§ Objective:
Change "Point coordinates" to "Located points" in every item below and reproduce the items otherwise unchanged. Omit the pictures from your output.

§ Image object location entries:

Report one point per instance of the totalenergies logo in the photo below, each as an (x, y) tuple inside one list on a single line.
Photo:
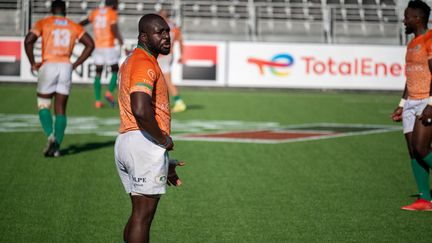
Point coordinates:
[(278, 65)]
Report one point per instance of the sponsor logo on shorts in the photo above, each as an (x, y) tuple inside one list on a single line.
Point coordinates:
[(139, 179), (160, 179), (151, 74)]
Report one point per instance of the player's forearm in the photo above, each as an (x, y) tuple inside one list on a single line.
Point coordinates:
[(405, 93), (28, 47), (116, 32), (89, 46), (84, 22)]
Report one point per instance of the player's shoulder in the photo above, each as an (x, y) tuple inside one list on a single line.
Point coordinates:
[(428, 35), (46, 19), (142, 59)]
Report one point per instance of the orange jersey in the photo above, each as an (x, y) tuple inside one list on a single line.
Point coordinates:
[(140, 72), (175, 34), (102, 19), (58, 37), (419, 51)]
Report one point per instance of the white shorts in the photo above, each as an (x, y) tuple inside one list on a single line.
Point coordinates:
[(412, 109), (105, 56), (165, 62), (142, 165), (55, 77)]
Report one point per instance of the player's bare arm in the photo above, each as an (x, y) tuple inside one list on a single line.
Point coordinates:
[(180, 40), (141, 105), (29, 41), (84, 22), (87, 41), (117, 34), (426, 116), (397, 113)]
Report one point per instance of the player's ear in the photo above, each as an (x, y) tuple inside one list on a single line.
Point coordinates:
[(143, 37)]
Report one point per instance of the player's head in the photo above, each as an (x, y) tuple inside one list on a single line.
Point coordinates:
[(154, 34), (164, 13), (416, 16), (58, 7), (111, 3)]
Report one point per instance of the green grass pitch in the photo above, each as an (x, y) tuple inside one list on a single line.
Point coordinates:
[(346, 189)]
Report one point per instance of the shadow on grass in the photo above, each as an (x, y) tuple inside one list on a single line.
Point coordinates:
[(81, 148), (194, 107)]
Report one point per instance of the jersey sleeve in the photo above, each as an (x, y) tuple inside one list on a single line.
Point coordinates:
[(37, 28), (143, 78), (92, 16), (79, 30), (112, 17)]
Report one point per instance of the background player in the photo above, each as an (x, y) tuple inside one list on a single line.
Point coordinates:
[(105, 31), (141, 147), (166, 61), (54, 80), (415, 108)]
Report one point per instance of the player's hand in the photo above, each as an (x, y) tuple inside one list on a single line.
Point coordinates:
[(74, 66), (127, 51), (35, 67), (169, 144), (426, 116), (397, 114), (173, 178)]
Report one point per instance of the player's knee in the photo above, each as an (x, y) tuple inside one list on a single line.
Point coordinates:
[(43, 103), (99, 70), (114, 68), (421, 151)]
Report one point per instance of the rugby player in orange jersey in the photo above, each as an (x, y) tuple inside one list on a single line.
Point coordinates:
[(166, 62), (415, 107), (55, 72), (105, 31), (141, 148)]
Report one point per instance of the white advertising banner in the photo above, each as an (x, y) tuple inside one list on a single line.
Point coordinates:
[(316, 66), (203, 64)]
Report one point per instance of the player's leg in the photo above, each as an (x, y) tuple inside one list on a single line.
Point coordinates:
[(143, 211), (420, 171), (109, 95), (60, 120), (44, 110), (97, 86), (419, 168), (60, 102), (46, 87), (421, 140), (420, 149)]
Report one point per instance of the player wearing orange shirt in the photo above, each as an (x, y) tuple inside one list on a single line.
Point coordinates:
[(141, 147), (415, 108), (166, 61), (55, 72), (105, 31)]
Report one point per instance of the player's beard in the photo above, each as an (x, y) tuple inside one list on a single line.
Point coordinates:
[(165, 48), (408, 30)]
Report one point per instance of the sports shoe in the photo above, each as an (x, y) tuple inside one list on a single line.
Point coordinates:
[(57, 150), (98, 104), (419, 205), (179, 106), (50, 147), (110, 98)]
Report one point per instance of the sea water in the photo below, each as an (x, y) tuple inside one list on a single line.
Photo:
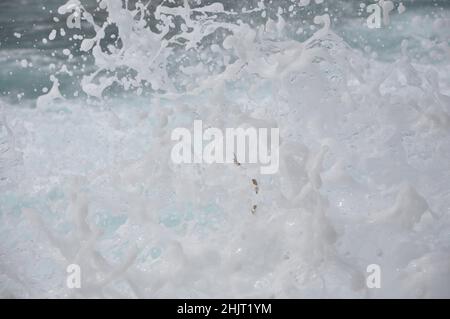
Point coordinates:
[(91, 91)]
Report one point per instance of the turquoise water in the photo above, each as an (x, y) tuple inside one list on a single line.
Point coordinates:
[(86, 176)]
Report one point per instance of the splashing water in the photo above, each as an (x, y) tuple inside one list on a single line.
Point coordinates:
[(364, 172)]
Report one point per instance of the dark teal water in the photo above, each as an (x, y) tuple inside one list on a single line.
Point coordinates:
[(24, 25)]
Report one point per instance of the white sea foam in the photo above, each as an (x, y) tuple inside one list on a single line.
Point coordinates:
[(364, 174)]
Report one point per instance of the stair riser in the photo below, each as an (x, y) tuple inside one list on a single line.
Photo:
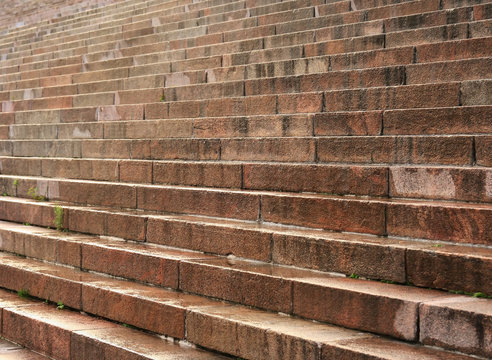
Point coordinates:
[(394, 263)]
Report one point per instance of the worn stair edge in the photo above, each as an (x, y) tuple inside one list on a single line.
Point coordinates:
[(10, 350), (397, 181), (63, 334), (313, 295), (434, 220), (186, 313), (399, 260)]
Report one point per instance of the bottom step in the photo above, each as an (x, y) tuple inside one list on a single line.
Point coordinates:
[(69, 335), (222, 327), (11, 351)]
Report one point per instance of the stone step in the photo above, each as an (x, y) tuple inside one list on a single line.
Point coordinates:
[(107, 298), (183, 19), (398, 261), (31, 14), (106, 16), (9, 350), (459, 150), (117, 122), (419, 182), (460, 70), (319, 36), (63, 334), (435, 95), (457, 222), (66, 79)]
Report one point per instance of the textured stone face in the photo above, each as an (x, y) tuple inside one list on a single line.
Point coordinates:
[(302, 179)]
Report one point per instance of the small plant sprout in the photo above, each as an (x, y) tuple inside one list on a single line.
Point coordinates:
[(33, 192), (58, 222), (23, 293)]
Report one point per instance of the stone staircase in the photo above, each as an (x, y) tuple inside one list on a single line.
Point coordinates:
[(298, 179)]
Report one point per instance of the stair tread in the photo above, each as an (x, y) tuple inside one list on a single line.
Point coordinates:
[(82, 328), (195, 305)]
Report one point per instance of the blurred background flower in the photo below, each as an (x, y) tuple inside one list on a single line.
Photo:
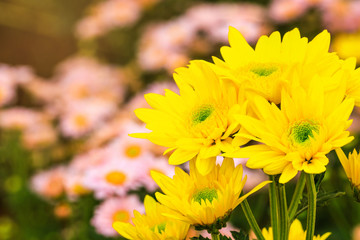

§ Worked solution:
Report one point per instance of the totalenergies logo in the photo below, each as an (x, y) tuple inside one list on a single line.
Photo:
Located points:
[(278, 65)]
Report one point per instance of the sponsor logo on shorts in the photo above, each as an (x, y) tuple inside one list on a single line.
Located points:
[(139, 179), (160, 179), (151, 74)]
Report one point per instance of the player's forearm in the photo above, each as an (x, y) tuple inside one list on a single line.
Located points:
[(405, 93), (28, 47), (116, 32), (89, 46), (84, 22)]
Report one point per instance of the player's shoulder in the photo above, each as an (x, y) tuple inside one list on a single line.
Located points:
[(428, 35), (46, 19), (142, 59)]
Report one point per instance of the orange jersey in the photo above, each as an (x, y) tuple inside one list on a single line.
Located points:
[(140, 72), (175, 34), (102, 19), (58, 37), (419, 51)]
Report one point per instance of the white shorts in the photo above, each as an (x, y) tuple inside one list on a single line.
Located points:
[(412, 109), (105, 56), (165, 62), (142, 165), (55, 77)]
Report one point per instance of the player's bare arm in the photo above, each as an (x, y) tuple inside one list on a single line.
Located points:
[(180, 40), (141, 105), (29, 41), (84, 22), (87, 41), (117, 34), (426, 116), (397, 113)]
Report one point per instance of the player's ear in the photo above, each as an (x, y) tuple inside one list on a single line.
Located points:
[(143, 37)]
Report one point per instance of the player's head in the photo above, each as an (x, y) tuple inside one list on a single line.
Located points:
[(154, 34), (164, 13), (416, 16), (58, 7), (111, 3)]
Report one point per instance of the green grass pitch in the photo above, each as an (x, y) tuple inside one list on a single line.
Located points:
[(346, 189)]
Report one point per instance of the shadow on grass in the photo above, each as an (x, y) tuple inside one list on a single line.
Located points:
[(81, 148), (194, 107)]
Report one point per instance of the jersey sleeve in the photo above, each as an (x, y) tuple inside one list on a single line.
Located points:
[(37, 28), (143, 78), (92, 16), (79, 30), (112, 17)]
Report one point per instance of the background player in the photo above, each as an (x, y) tuple inside one list on a single line.
Located points:
[(105, 31), (141, 147), (166, 61), (54, 80), (415, 108)]
Report one point per instance of the player's hand in the photo above, each as an (x, y) tuple inside one list on a single line.
Located points:
[(74, 66), (127, 51), (35, 67), (169, 144), (426, 116), (397, 114), (173, 178)]
Report one point per instance of the player's knee in the photo above, each as an (x, y) tuple inside one list on a single line.
Located points:
[(43, 103), (99, 70), (114, 68), (421, 151)]
Report one point per instance of the rugby player in orange jersey in the photo above, each as an (x, y) tuple inside one list on a single line.
Located points:
[(166, 62), (415, 107), (55, 72), (105, 31), (141, 148)]
Report one point per instance of the white advertising banner in the photo above, each as an (x, y) tuple inside one list on a single line.
Located points:
[(316, 66), (203, 64)]
Report one point per instance of the player's leg in the photo above, each as an (x, y) tuple inside one list on a single line.
Located points:
[(143, 211), (420, 171), (109, 95), (60, 120), (44, 110), (97, 86), (419, 168), (60, 102), (46, 87), (421, 140), (420, 149)]
Report one point per instance of the player wearing orange shirt in the photo above, each as an (x, y) tuple inside one list on a single line.
Located points:
[(141, 147), (415, 108), (166, 61), (55, 72), (105, 31)]
Report one point per instance of the player's beard in the photo above, each as an (x, y) tuple inside one list on a single line.
Located points:
[(165, 48), (408, 30)]
Report one point per instance of the sports shoe in the photo above, each as an (x, y) tuple inside one list on a single line.
Located points:
[(57, 150), (98, 104), (419, 205), (179, 106), (50, 147), (110, 98)]
Report one point per instance of the sea water in the photo below, each as an (x, y) tuple inside one list on a single line.
Photo:
Located points:
[(91, 91)]
Report one point per instance of the turquoise water in the photo above, each as an (x, y) tuple inside one list on a single line.
Located points:
[(86, 176)]
Report one point per instance of the splashing water in the photo above, each as an (x, y) tuple inside one list on a single line.
Located points:
[(364, 172)]
Report one point per instance of the dark teal water in the photo above, each as an (x, y) tuple inside one list on a single line.
Located points:
[(24, 25)]
Report one point per instance of the white sea foam in the photo above, each as an (x, y) tuple inside one list on a single line.
Located points:
[(364, 174)]
Report one point per instance of the stair riser in the photo below, each as an (x, y) tuple inside one list on a single line.
Photo:
Located points:
[(394, 263)]
Report one point per instance of the worn stair edge in the photo above, each as an (x, y) tuple inside one list on a single line.
Located points:
[(10, 350), (397, 181), (63, 334), (313, 295), (434, 220), (186, 313), (399, 260)]
Report one point per instance of the bottom step in the photo above, each as an (x, y) tuple inside one list on a single line.
Located points:
[(69, 335), (222, 327), (11, 351)]
Report one point per instance of the stone step in the photo above, each as an (x, y) tuple inside one list on a single line.
Located points:
[(107, 298), (183, 19), (398, 261), (31, 14), (106, 16), (9, 350), (459, 150), (117, 122), (419, 182), (460, 70), (319, 36), (63, 334), (435, 95), (457, 222), (66, 79)]
Report one point per instance of the textured stone face in the photo above, each as an (x, y) tuple inside one list on a single line.
Located points:
[(302, 179)]
Report one point per instance of the small plant sprout in the photo above, each as an (x, y) tuple inside one list on a single line.
Located points:
[(33, 192), (58, 222), (23, 293)]
Report one point per instance of the stone staircase in the photo above, each as an (x, y) tuple inside one list on a single line.
Located points:
[(298, 179)]
Report one point per instance of the stair tread in the photo above, each as an (x, y) tuple inside one list on a single line.
Located points:
[(82, 328), (195, 305)]
Report one point per instance of the blurred background flower in the photo below, each as an (x, y) tuple inside one list on a single line.
Photo:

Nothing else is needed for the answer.